» **What the exercise asks**
Keep every word the same. Repeat the records without their images.

[Stored items from a collection]

☆ ☆ ☆ ☆

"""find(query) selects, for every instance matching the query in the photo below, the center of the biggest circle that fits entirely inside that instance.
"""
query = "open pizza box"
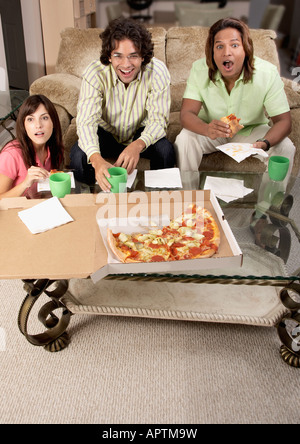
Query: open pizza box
(78, 249)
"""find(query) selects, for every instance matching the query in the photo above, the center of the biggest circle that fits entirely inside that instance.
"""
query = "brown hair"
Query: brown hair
(55, 143)
(247, 45)
(126, 28)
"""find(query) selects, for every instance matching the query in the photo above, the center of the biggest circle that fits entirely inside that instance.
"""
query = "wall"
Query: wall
(241, 8)
(33, 39)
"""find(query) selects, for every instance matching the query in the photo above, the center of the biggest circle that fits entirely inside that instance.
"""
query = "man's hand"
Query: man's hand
(217, 128)
(130, 155)
(101, 171)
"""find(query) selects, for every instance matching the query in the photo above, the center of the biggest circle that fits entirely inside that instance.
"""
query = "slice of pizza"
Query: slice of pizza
(193, 235)
(234, 123)
(139, 247)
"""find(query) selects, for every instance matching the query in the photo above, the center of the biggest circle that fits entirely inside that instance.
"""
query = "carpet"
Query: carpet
(129, 370)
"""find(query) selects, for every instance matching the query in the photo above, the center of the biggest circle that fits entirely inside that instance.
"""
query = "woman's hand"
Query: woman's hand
(35, 174)
(217, 128)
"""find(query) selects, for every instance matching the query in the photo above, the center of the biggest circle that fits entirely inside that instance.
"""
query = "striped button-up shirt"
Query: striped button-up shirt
(105, 101)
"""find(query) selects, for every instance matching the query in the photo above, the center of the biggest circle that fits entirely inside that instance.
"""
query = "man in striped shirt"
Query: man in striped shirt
(123, 108)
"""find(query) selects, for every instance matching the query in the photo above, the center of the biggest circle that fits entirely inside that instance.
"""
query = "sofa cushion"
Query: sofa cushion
(57, 86)
(85, 46)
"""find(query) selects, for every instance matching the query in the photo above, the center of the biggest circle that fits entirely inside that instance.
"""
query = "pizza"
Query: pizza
(192, 235)
(233, 122)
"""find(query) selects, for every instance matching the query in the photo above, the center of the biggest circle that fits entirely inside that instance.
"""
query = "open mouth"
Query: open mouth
(228, 64)
(126, 72)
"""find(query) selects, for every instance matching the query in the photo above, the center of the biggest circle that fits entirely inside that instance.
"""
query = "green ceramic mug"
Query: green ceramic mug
(60, 184)
(278, 167)
(117, 179)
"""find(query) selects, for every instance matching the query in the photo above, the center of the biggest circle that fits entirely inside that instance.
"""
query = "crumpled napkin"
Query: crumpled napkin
(45, 216)
(240, 151)
(226, 189)
(164, 178)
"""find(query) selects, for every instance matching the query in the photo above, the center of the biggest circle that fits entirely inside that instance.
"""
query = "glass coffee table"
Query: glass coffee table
(265, 291)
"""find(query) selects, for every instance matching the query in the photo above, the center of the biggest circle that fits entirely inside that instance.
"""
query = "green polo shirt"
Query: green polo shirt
(248, 101)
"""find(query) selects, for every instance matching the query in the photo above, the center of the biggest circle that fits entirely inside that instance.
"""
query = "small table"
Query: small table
(10, 102)
(270, 296)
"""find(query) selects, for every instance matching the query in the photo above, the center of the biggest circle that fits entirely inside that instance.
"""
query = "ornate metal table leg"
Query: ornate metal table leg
(55, 337)
(289, 326)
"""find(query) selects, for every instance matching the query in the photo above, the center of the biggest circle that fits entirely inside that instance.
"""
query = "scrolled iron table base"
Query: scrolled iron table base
(289, 326)
(55, 338)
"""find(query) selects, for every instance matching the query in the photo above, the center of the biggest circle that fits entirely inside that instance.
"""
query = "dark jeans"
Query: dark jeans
(161, 155)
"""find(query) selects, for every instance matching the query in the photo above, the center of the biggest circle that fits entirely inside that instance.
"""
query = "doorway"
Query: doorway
(14, 44)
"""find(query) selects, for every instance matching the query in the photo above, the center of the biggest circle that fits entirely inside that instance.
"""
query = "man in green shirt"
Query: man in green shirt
(232, 81)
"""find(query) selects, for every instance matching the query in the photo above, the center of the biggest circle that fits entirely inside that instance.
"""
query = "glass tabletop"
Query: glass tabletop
(11, 101)
(265, 223)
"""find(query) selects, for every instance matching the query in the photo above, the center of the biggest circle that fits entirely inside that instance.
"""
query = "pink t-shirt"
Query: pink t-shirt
(12, 163)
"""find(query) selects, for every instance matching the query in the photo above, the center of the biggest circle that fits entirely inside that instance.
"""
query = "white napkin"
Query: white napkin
(240, 151)
(226, 189)
(165, 178)
(44, 185)
(45, 216)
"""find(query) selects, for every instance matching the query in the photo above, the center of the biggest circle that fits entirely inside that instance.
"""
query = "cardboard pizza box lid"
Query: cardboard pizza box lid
(76, 249)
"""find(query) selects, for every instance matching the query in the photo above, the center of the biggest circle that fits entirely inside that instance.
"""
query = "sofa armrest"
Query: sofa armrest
(61, 88)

☆ ☆ ☆ ☆

» **Response area**
"""find(query) selects, for every instance matching the query in the photo below, the center of the biggest circle that fits entirely inside that instance.
"""
query = "open pizza box"
Query: open pizza box
(78, 249)
"""find(query) selects, for every instance matching the query in the photo above, the center of the biggest circle that fits entirely inside that instance.
"""
query = "brown hair"
Query: brown hair
(55, 143)
(247, 45)
(126, 28)
"""find(query) selects, for every instance matching the query in the photo above, the center of the biggest circle that fits entirely inside that instance.
"""
query = "wall"
Query: wall
(241, 8)
(33, 39)
"""find(query) selects, for every instance matching the query in the photo above, the center of the biggest circle that fits entirely inside that instance.
"""
query = "man's hand"
Query: man's hand
(217, 128)
(130, 155)
(101, 171)
"""find(query) selects, for every instance matching the query in the photo above, the center of the biggest circle that fits entirely inside that instance.
"""
query = "slice of pizza"
Query: slice of pizza
(193, 235)
(234, 123)
(139, 247)
"""find(query) selects, for every instance matching the query in the photo above, the center of the biggest circle that fits entirely inside that instance.
"""
query = "carpet"
Query: carpet
(129, 370)
"""find(query) selects, for every instance matching the query in the photo above, the center of the biggest circle that fits entirely inside that instance.
"""
query = "woman's hand"
Query: woman's hand
(35, 174)
(217, 128)
"""find(query) selects, for every instance matching the query in the photo above, the center of the biggest circle that fits entirely inside that instance.
"""
query = "striped button-up shirt"
Query: striped button-up shirt
(105, 101)
"""find(query) selects, for every instance matching the query in the photo above, the center of the biggest circle that fits entirely inside that instance.
"""
query = "man in striped shirt"
Query: man in striped shirt
(123, 108)
"""find(query) selects, for every instance matching the query in the photo above, the center of the biggest circle that fits entirely inside that instance.
"""
query = "sofa cushion"
Query: sofa cushion
(57, 86)
(85, 46)
"""find(query) selects, for every instance matching the query in the photo above, the center of the biggest circle that fits entirely inside that instance.
"""
query = "pizza"
Query: pizza
(192, 235)
(233, 122)
"""find(query) selects, for every instance matching the query in the photo above, the center of the biggest circle that fits entirely inside that instance.
"""
query = "open mouth"
Query: open mouth
(228, 64)
(126, 72)
"""find(query) selects, for every instance matching the query in the photo above, the center of the biggest circle that fits entirely inside that instance.
"""
query = "green ceramic mug"
Query: green ceramic mug
(60, 184)
(278, 167)
(117, 179)
"""find(query) selects, for every instance matching the query in the photo above, the center of the biggest circle that fits entirely inside that instance.
"""
query = "crumpled napkin"
Query: crumpled napkin
(45, 216)
(240, 151)
(226, 189)
(164, 178)
"""find(query) selects, for every instance matching the query in the photo above, the center of the biggest circle that fits entirely inside that instance.
"""
query = "glass coffee table"
Query: glass coffee table
(265, 291)
"""find(query) selects, for every instance matching the query in the photo above, the center of the biggest circle that fits entirely inside that instance.
"""
query = "green polo shirt"
Query: green polo shirt
(248, 101)
"""find(query) selects, for every instance matching the query in the photo above, the center of the biggest circle that fits entirely inside that instance.
"""
query = "small table"
Query: small table
(10, 102)
(270, 296)
"""find(query) selects, for every instance matching the query in the photo above, the center of the biggest circle that fits entirely inside that instance.
"""
query = "ornate metal table leg"
Query: ornate metal table leg
(55, 337)
(289, 326)
"""find(query) selects, for every instance matching the query in the photo above, the center of the biggest circle that fits entirely inside that instance.
"""
query = "scrolled iron table base"
Query: scrolled iron table base
(289, 326)
(55, 338)
"""find(query) selects, for every instance matching the query in the photo above, the center of the biggest circle that fits entirely inside that instance.
"""
query = "dark jeans"
Query: dark jeans
(161, 155)
"""find(query) selects, for every instance matching the query in the photo above, the center of the biggest circle that fits entirely inside that instance.
"""
query = "doorway"
Query: doorway
(14, 44)
"""find(query) selects, for every instance matching the query in the photo above, the center of the biggest circle that fits entirely inside that instance.
"""
query = "man in green shirt"
Query: man in green shirt
(232, 81)
"""find(query) selects, for every instance matching the query in the photo above, the center of the biggest circle that fits entirely inside that instance.
"""
query = "glass tabletop"
Query: glass tabletop
(11, 101)
(265, 223)
"""find(query) selects, for every instance matching the query in the photo above, the center of the biggest circle that fits entirely inside that instance.
"""
query = "pink t-shirt"
Query: pink t-shirt
(12, 163)
"""find(query) selects, for every instance matching the query in the photo above, the center of the biggest circle that fits entirely inside that instance.
"""
query = "white napkin"
Query: white napkin
(240, 151)
(226, 189)
(165, 178)
(44, 185)
(45, 216)
"""find(query) selects, for every instance matching the query in the photo above, the center of the biggest circle that fits entirely inside that instance.
"""
query = "cardboard pizza box lid"
Query: cardboard pizza box lid
(76, 249)
"""find(query) selects, for every instance matching the query in the photo above, the center of the biggest circle that fits entirely inside that instance.
"""
query = "sofa armrest"
Query: sofa armrest
(61, 88)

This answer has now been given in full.